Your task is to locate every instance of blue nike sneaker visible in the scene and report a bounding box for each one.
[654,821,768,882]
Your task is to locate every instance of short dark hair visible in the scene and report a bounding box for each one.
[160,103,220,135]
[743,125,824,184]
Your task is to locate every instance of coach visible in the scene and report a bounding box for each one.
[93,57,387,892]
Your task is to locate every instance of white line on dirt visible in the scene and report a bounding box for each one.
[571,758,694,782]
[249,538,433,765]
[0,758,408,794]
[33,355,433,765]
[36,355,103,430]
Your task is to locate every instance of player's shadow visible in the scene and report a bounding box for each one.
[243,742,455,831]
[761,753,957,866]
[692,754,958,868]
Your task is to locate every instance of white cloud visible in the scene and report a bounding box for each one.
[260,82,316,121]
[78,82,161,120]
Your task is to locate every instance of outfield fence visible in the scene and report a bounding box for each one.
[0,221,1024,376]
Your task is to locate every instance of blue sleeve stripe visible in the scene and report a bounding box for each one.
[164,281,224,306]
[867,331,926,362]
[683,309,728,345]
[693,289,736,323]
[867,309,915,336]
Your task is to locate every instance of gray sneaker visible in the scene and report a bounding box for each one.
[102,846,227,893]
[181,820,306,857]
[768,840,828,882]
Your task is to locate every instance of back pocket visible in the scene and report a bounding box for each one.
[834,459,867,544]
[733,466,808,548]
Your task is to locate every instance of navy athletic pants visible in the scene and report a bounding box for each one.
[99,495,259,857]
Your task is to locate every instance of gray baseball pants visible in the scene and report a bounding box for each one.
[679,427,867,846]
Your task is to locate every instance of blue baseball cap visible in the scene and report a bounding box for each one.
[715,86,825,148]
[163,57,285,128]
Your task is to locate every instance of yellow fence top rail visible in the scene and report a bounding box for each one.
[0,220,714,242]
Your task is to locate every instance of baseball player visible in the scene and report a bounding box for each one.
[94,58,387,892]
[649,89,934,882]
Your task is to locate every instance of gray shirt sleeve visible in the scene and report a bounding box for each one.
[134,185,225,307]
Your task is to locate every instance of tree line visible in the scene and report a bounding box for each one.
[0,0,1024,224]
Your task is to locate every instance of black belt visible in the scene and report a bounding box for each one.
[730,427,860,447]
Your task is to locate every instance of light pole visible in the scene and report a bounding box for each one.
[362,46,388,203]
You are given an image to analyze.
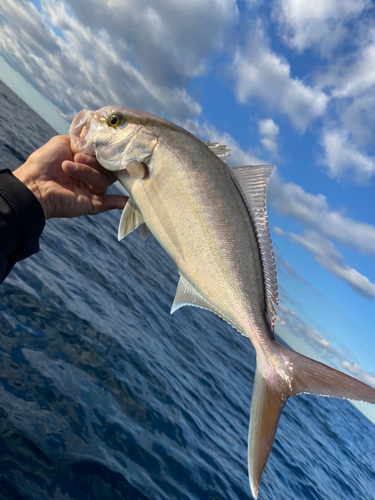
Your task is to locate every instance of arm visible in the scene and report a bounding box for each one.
[0,136,127,283]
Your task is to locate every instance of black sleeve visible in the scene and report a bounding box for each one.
[0,169,45,283]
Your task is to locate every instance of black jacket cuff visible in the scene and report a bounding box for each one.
[0,169,45,266]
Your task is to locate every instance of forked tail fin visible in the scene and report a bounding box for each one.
[249,343,375,498]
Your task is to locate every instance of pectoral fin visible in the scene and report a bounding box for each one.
[171,274,234,323]
[117,198,148,241]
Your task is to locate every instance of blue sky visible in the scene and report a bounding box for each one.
[0,0,375,419]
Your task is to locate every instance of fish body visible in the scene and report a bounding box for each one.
[70,106,375,497]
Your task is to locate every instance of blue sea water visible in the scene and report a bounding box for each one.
[0,82,375,500]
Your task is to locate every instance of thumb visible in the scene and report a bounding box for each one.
[89,194,129,215]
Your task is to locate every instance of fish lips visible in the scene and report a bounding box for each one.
[69,109,95,156]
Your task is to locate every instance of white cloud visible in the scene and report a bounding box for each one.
[0,0,237,120]
[276,306,375,386]
[184,120,267,167]
[274,0,371,54]
[272,226,286,238]
[233,29,328,130]
[316,30,375,153]
[258,118,280,157]
[322,130,375,183]
[288,230,375,298]
[267,173,375,257]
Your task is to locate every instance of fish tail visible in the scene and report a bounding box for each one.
[248,342,375,498]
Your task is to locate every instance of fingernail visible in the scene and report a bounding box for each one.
[64,164,77,172]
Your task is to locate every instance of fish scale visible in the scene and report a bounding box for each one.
[70,106,375,498]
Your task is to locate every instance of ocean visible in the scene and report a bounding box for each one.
[0,81,375,500]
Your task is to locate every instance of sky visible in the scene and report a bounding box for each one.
[0,0,375,422]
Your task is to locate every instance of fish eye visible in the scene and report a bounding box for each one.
[107,113,124,128]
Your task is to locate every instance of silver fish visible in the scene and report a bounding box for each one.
[70,106,375,498]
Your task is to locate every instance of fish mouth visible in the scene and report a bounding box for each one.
[69,109,95,156]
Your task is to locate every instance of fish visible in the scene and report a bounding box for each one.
[70,106,375,498]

> **Exercise objective**:
Copy the listing above word for word, and leave out the pictures.

> **Correct answer**:
Your task is to locate every instance of blue nike sneaker visible in the scene and report a bounding box for each one.
[654,821,768,882]
Your task is to locate every instance of short dark hair visible in the scene and report a bounding box for each one.
[160,103,220,135]
[743,125,824,184]
Your task is to locate every instance of coach visible in the scene and report a bounding box for each one.
[93,57,387,892]
Your task is to locate every instance of white line on dirt visible in the scene and report a bounding box for each one.
[571,758,694,782]
[249,538,433,765]
[0,758,408,794]
[33,355,433,765]
[36,355,103,430]
Your task is to locate every instance of player's shadow visible in the scene and report a bounding box for each one.
[243,742,455,831]
[761,753,957,866]
[692,754,958,868]
Your task is to locate every instance of white cloud visible in the scene and report a bounding box for each one.
[260,82,316,121]
[78,82,161,120]
Your task is to locate every instance of outfield fence visible in the scene and report a bounding box for each one.
[0,221,1024,376]
Your task is to locate every instance of blue sleeve stripe visible in the scene and report a bounding box for each one.
[164,281,224,306]
[867,331,926,362]
[683,309,728,345]
[693,289,736,323]
[867,309,915,336]
Your task is to locate every instance of gray sneaker visible in the scene and report a bounding box for each one.
[102,846,227,893]
[181,820,306,857]
[768,840,828,882]
Your task is to locate every instance of back pocket visible in the scene and report a bounding box for each one.
[834,459,867,544]
[733,466,808,548]
Your task is to locate every instance of navy athletic pants visible in the scene and report a bounding box for each one.
[99,495,259,857]
Your task is to locate every instance of gray baseball pants visible in the scene and report a bounding box for each one.
[679,427,867,846]
Your task is to locate every instance of blue baseball cap visible in the scene and report a bounding box for each one.
[715,86,825,148]
[163,57,285,128]
Your task is to locate every instance of yellow fence top rail visible in the scene and report a bounding box for each one.
[0,220,714,242]
Your task is to locate every instance of baseball player visible in the scene and report a bounding box for each one.
[94,58,387,892]
[649,89,934,882]
Your task is to locate every instance of gray shirt sleeve visible in the scene and report a bounding box for each one.
[134,185,225,307]
Your task is to locate every instance of tree line visible in the scene and report a bounding box for each one.
[0,0,1024,224]
Your task is to locate every instance of black belt visible in the scene and report a bounding box for each one.
[730,427,860,447]
Your task is to locate every instance of light pole visible in the scene and report a bounding box for each one.
[362,46,388,203]
You are given an image to analyze.
Your task is to locate every instance of arm visible in the scene and report a bounding box for each one.
[0,136,127,283]
Your task is to locate every instance of black sleeve visible in the scene and report a bounding box for each one.
[0,169,45,283]
Your task is to locate every instance of black jacket cuff visible in the scene and report a bounding box for each one.
[0,169,45,266]
Your task is to locate every instance of forked tail fin visible in the scene and report a bounding box for each one.
[249,343,375,498]
Your task is to locate every instance of pectoral fin visible in the scene and report a bounding box for each one.
[171,274,234,323]
[117,198,148,241]
Your task is to locate every instance of blue sky visible in the scene and report a bounding box for each one.
[0,0,375,419]
Your task is to locate every instance of fish body visible in the scene and report a bounding box for each one.
[70,106,375,497]
Your task is to locate every instance of blue sea water visible in the scene and report a bounding box for each one.
[0,82,375,500]
Your task is to locate every instance of thumb visible in the scene and report a bounding box for each one.
[89,194,129,215]
Your task is to locate every instance of fish lips visible in the scene and report a bounding box for each one.
[69,109,95,156]
Your task is to locate every instance of white cloud visible in the scene and report a bounding box for each one.
[0,0,237,120]
[276,306,375,386]
[184,120,267,167]
[274,0,371,54]
[272,226,286,238]
[233,29,328,130]
[316,30,375,153]
[258,118,280,157]
[322,130,375,183]
[288,230,375,298]
[267,173,375,257]
Your task is to locate every instance of fish tail visible in the scene and report a bounding box for each one.
[248,342,375,498]
Your task is to locate every instance of fingernail visible in the scene and report a bounding box for each one.
[64,164,77,172]
Your task is to locate every instance of fish scale visible in the scene and report a bounding box for each one.
[70,106,375,498]
Your task is to locate every instance of ocean visible in the scene and report a bounding box for each one.
[0,81,375,500]
Your task is to locate every instance of sky visible in the scene and report a bounding box for each one.
[0,0,375,422]
Your task is to locate every instance of fish eye visible in the scene and report a bounding box for each one.
[107,113,124,128]
Your task is to locate every instance of silver fish visible in the scene and report a bounding box for each one.
[70,106,375,498]
Your task is to locate every instance of fish mouth visible in the scene and report a bounding box for each one.
[69,109,95,156]
Your task is to locate every instance of fish visible in the scene and report a bounding box for each one.
[70,106,375,498]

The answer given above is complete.